**TASK BRIEF**. Starting with the first line below, reproduce each line exactly until you have included the one bearing "Find the bicycle tire".

**Referring expression data**.
******************************

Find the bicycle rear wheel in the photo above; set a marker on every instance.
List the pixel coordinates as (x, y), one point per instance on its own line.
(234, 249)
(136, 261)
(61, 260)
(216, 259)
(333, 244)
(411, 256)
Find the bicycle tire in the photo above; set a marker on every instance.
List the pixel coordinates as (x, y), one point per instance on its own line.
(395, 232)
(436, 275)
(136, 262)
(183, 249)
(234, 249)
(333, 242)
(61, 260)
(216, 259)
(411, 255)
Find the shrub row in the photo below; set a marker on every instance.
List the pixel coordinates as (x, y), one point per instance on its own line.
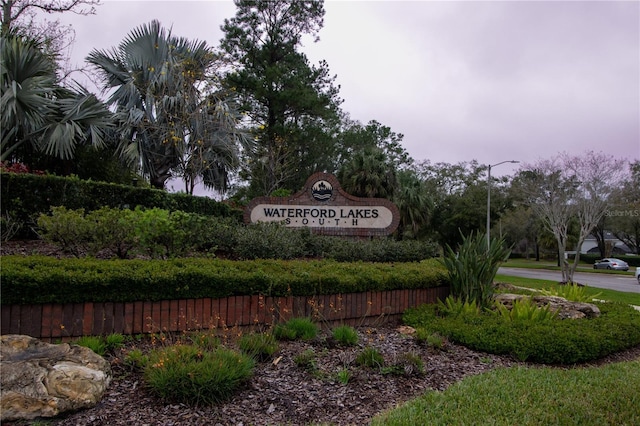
(25, 196)
(158, 233)
(549, 342)
(38, 279)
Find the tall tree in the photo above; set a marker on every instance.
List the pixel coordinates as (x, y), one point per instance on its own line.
(39, 116)
(172, 120)
(292, 105)
(356, 137)
(23, 17)
(568, 188)
(623, 215)
(459, 195)
(414, 203)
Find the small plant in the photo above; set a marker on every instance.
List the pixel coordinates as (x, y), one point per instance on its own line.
(345, 335)
(95, 343)
(296, 328)
(431, 339)
(344, 376)
(187, 374)
(205, 340)
(572, 292)
(260, 346)
(306, 360)
(473, 266)
(407, 364)
(525, 310)
(370, 357)
(114, 341)
(456, 306)
(136, 359)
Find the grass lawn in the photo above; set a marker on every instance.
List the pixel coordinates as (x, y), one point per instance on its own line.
(553, 266)
(599, 293)
(608, 395)
(544, 395)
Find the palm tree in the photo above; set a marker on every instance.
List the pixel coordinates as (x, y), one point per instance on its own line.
(413, 202)
(169, 120)
(39, 115)
(368, 174)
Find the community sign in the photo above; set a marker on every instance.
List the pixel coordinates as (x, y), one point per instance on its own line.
(323, 206)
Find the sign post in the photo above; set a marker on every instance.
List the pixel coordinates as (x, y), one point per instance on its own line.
(324, 207)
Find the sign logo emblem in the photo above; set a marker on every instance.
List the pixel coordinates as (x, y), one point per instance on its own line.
(322, 190)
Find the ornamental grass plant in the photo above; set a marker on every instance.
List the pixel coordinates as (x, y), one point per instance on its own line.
(473, 266)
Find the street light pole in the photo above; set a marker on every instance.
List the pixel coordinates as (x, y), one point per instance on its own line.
(489, 199)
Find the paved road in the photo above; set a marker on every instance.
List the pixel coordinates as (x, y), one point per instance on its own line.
(627, 283)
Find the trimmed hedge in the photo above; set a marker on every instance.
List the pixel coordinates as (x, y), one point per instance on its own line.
(39, 279)
(25, 196)
(551, 342)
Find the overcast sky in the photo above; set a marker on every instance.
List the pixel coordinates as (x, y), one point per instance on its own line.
(486, 81)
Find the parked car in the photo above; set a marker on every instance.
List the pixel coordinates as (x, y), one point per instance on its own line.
(611, 263)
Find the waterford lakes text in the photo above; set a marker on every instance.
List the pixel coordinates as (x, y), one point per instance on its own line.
(333, 216)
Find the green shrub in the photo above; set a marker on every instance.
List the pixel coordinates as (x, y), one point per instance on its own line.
(525, 309)
(113, 230)
(455, 307)
(345, 335)
(28, 196)
(473, 267)
(68, 228)
(95, 343)
(136, 359)
(307, 360)
(296, 328)
(114, 341)
(407, 364)
(343, 376)
(549, 342)
(260, 346)
(269, 241)
(40, 279)
(190, 375)
(370, 357)
(10, 225)
(431, 339)
(572, 292)
(205, 340)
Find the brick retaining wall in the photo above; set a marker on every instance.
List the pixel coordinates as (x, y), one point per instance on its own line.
(55, 321)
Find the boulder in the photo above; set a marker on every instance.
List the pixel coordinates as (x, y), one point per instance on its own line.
(565, 308)
(44, 380)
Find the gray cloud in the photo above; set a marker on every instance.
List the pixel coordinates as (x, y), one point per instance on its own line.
(461, 80)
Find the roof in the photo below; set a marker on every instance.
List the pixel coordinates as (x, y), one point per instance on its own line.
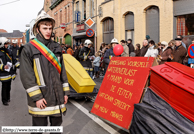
(15, 34)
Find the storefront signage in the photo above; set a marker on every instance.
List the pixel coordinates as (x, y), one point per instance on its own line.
(89, 22)
(90, 32)
(80, 28)
(122, 87)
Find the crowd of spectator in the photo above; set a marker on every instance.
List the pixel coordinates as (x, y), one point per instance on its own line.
(172, 51)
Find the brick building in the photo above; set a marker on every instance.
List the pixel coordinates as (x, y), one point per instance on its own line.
(15, 35)
(161, 19)
(84, 9)
(61, 11)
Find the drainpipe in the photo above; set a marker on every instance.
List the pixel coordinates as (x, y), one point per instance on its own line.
(96, 30)
(73, 19)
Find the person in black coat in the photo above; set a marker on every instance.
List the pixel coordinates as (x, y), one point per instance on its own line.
(130, 45)
(6, 70)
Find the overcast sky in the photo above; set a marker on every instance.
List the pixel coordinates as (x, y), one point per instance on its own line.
(15, 15)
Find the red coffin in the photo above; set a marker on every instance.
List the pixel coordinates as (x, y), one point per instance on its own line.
(174, 83)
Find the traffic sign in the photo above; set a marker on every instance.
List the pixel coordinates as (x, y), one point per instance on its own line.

******************************

**RESULT BELOW**.
Find the bicycle rear wheel in the photo above; set a marker on every instance.
List the pixel coordinates as (x, y), one point per instance on its own line.
(234, 249)
(136, 261)
(61, 260)
(216, 259)
(333, 244)
(411, 256)
Find the bicycle tire in the photo above; set a marker on every instance.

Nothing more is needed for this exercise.